Input data:

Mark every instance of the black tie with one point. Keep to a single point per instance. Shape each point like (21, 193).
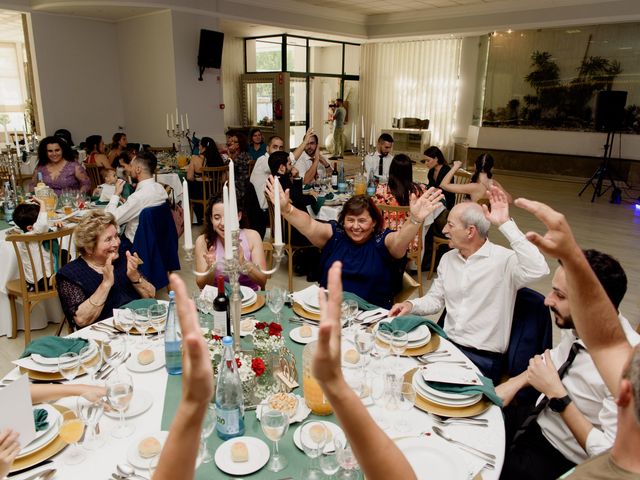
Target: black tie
(575, 348)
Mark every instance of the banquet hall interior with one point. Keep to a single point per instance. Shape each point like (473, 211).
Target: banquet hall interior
(505, 77)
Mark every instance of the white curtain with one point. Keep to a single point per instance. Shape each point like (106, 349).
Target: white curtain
(411, 79)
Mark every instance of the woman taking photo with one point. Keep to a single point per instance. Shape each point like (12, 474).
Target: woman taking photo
(59, 171)
(368, 252)
(104, 277)
(209, 249)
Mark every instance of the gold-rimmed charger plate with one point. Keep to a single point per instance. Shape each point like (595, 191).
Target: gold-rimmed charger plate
(45, 453)
(300, 310)
(426, 405)
(431, 346)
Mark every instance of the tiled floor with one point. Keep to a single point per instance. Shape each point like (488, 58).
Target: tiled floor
(614, 229)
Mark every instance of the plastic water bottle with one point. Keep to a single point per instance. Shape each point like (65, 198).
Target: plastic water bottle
(229, 401)
(172, 342)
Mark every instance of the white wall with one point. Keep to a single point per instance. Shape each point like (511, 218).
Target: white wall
(77, 73)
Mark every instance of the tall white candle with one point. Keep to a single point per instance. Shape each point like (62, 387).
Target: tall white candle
(233, 202)
(188, 237)
(277, 217)
(228, 245)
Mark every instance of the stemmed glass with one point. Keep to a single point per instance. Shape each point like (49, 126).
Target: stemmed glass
(141, 323)
(274, 425)
(275, 301)
(208, 425)
(91, 361)
(70, 432)
(313, 437)
(91, 407)
(69, 365)
(119, 394)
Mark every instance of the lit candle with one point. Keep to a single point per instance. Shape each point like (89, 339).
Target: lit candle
(188, 237)
(276, 213)
(228, 245)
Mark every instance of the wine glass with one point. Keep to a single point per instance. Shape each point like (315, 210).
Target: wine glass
(274, 425)
(90, 408)
(69, 365)
(141, 323)
(91, 360)
(346, 459)
(208, 425)
(313, 438)
(119, 394)
(275, 301)
(71, 432)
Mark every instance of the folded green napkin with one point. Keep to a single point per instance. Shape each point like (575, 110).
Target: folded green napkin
(40, 419)
(140, 303)
(362, 304)
(407, 323)
(486, 389)
(52, 346)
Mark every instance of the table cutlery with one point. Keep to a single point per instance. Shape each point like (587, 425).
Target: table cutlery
(488, 457)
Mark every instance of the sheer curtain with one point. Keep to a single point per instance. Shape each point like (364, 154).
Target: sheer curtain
(411, 79)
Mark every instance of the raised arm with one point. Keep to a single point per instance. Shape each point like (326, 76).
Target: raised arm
(317, 233)
(377, 454)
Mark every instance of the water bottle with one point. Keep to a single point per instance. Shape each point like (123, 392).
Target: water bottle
(229, 401)
(172, 342)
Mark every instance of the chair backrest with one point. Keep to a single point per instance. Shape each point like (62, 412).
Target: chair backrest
(213, 179)
(461, 177)
(93, 171)
(43, 255)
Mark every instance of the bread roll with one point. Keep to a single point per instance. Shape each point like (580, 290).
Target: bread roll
(149, 447)
(239, 452)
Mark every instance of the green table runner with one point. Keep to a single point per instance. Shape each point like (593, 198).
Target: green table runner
(297, 459)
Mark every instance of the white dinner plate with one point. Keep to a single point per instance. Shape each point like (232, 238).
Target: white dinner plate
(158, 362)
(329, 447)
(134, 457)
(140, 403)
(258, 456)
(44, 437)
(295, 335)
(433, 459)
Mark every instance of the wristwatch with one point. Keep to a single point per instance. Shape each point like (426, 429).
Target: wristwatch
(558, 405)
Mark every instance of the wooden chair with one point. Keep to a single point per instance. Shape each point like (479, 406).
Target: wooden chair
(394, 217)
(461, 177)
(213, 179)
(33, 251)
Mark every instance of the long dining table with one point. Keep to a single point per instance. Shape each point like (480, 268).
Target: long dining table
(165, 391)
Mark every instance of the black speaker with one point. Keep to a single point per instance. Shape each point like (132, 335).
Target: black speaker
(210, 49)
(610, 110)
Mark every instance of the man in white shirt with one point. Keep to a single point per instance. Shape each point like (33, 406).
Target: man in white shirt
(379, 161)
(149, 193)
(576, 416)
(478, 280)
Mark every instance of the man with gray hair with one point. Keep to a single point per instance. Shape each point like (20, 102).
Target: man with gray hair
(478, 280)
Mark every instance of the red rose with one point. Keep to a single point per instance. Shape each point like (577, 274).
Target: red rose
(257, 365)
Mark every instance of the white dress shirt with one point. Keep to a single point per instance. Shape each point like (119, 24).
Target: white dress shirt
(480, 291)
(372, 163)
(590, 396)
(149, 193)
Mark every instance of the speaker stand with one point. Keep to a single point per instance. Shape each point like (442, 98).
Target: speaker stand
(603, 172)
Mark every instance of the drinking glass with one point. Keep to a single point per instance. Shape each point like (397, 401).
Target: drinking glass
(208, 425)
(71, 432)
(90, 408)
(346, 459)
(313, 437)
(91, 360)
(119, 394)
(69, 365)
(275, 301)
(141, 323)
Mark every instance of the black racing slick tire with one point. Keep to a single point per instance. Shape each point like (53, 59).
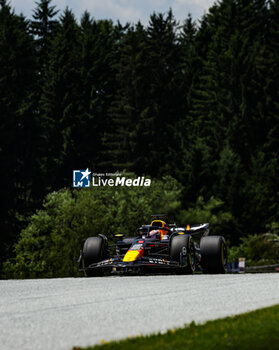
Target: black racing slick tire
(214, 254)
(179, 244)
(93, 252)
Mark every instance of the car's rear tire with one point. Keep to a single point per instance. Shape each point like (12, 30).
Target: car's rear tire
(177, 244)
(213, 254)
(93, 252)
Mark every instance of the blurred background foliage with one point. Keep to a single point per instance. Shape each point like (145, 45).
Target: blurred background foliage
(197, 101)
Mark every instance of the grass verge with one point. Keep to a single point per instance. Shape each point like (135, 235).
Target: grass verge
(257, 330)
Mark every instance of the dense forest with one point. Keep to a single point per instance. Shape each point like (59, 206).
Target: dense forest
(197, 101)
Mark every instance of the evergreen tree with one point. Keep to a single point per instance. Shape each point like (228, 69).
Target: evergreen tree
(60, 104)
(17, 124)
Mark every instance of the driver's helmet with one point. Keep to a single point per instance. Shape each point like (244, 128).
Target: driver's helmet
(155, 234)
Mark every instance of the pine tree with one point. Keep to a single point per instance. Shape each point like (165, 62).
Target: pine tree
(60, 104)
(17, 124)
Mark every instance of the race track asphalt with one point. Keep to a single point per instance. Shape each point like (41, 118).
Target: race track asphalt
(56, 314)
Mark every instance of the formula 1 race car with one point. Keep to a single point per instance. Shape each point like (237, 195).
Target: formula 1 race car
(158, 247)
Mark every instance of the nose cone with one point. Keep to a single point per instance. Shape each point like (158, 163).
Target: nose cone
(131, 255)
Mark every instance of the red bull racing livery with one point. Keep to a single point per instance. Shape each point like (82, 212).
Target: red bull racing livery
(156, 248)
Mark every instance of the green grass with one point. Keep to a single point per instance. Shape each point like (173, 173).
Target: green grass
(251, 331)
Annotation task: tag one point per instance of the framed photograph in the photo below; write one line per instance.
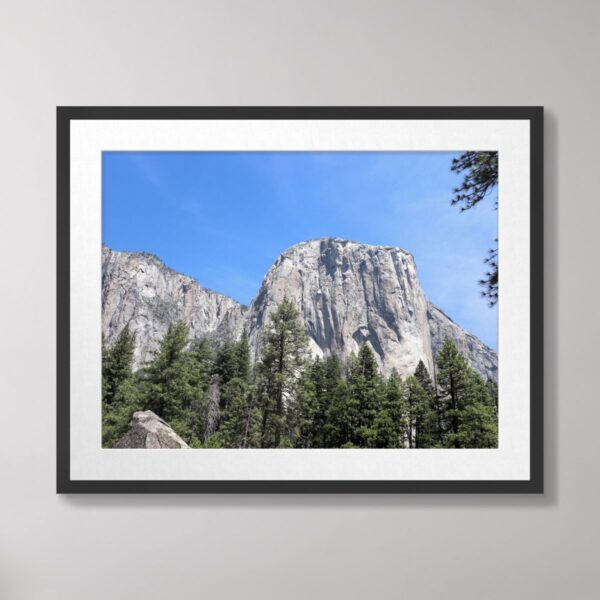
(303, 300)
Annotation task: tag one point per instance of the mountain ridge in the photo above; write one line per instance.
(347, 293)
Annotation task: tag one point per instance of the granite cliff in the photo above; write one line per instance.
(347, 293)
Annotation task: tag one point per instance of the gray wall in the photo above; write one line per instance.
(363, 53)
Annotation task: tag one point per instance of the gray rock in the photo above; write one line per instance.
(140, 291)
(150, 431)
(480, 357)
(347, 294)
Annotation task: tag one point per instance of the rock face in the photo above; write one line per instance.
(347, 293)
(139, 290)
(150, 431)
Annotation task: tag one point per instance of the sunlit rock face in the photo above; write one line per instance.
(140, 291)
(347, 294)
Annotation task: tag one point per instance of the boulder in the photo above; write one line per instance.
(150, 431)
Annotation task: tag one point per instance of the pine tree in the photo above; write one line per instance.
(174, 384)
(390, 423)
(366, 389)
(242, 352)
(420, 416)
(432, 428)
(470, 406)
(341, 418)
(120, 398)
(283, 352)
(452, 372)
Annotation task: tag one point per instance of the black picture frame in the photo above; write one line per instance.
(65, 115)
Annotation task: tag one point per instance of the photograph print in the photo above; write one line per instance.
(299, 300)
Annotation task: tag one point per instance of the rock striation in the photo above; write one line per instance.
(347, 294)
(150, 431)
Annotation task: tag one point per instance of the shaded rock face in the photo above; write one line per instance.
(139, 290)
(483, 359)
(150, 431)
(347, 294)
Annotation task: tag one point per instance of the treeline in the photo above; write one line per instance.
(215, 397)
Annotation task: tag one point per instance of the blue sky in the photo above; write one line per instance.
(224, 217)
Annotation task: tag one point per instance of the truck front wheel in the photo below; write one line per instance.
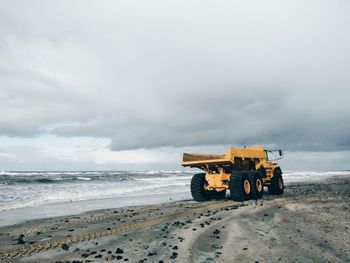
(240, 186)
(198, 191)
(277, 185)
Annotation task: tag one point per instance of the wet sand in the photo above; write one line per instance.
(309, 223)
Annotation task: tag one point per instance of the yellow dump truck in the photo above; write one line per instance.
(242, 171)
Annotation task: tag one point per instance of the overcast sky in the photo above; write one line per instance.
(133, 84)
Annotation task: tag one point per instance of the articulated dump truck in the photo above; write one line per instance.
(242, 171)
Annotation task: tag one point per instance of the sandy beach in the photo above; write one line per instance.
(309, 223)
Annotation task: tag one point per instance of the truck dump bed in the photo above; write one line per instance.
(198, 160)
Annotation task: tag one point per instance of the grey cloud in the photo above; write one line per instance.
(178, 74)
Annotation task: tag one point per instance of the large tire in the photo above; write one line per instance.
(240, 186)
(218, 195)
(277, 185)
(198, 192)
(257, 185)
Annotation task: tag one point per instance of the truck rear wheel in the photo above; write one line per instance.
(198, 191)
(218, 195)
(257, 185)
(277, 185)
(240, 186)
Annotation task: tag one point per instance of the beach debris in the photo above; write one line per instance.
(65, 247)
(119, 251)
(20, 240)
(216, 232)
(174, 255)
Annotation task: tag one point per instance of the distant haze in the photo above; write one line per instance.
(133, 84)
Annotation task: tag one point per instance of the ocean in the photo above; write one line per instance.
(36, 194)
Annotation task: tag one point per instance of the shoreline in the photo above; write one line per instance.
(308, 223)
(23, 214)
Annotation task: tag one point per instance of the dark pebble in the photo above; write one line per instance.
(65, 247)
(84, 255)
(174, 255)
(216, 232)
(119, 251)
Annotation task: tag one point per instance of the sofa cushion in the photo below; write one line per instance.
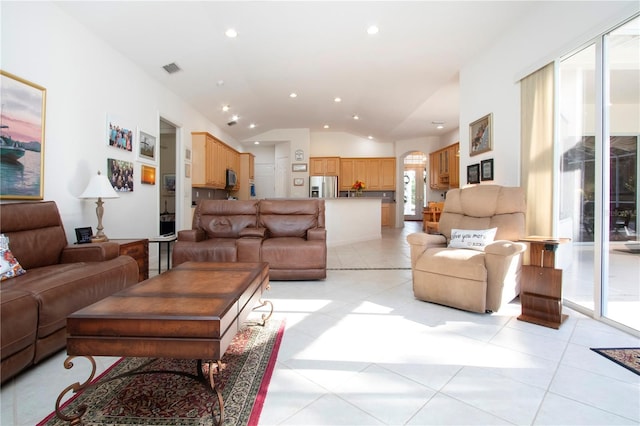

What to do: Above are the records. Print exactly, and only, the lines from the line with "Mark every instance of the white curtain" to the line with "Mark every instance of the woman", both inclusive.

Solution below:
Mark every instance of the white curtain with one point. Keep to a single point per instance. Shape each point like (106, 349).
Target: white curtain
(411, 79)
Mark every instance of the woman taking photo with one point. Keep to a single point per instance. Shape each point like (12, 474).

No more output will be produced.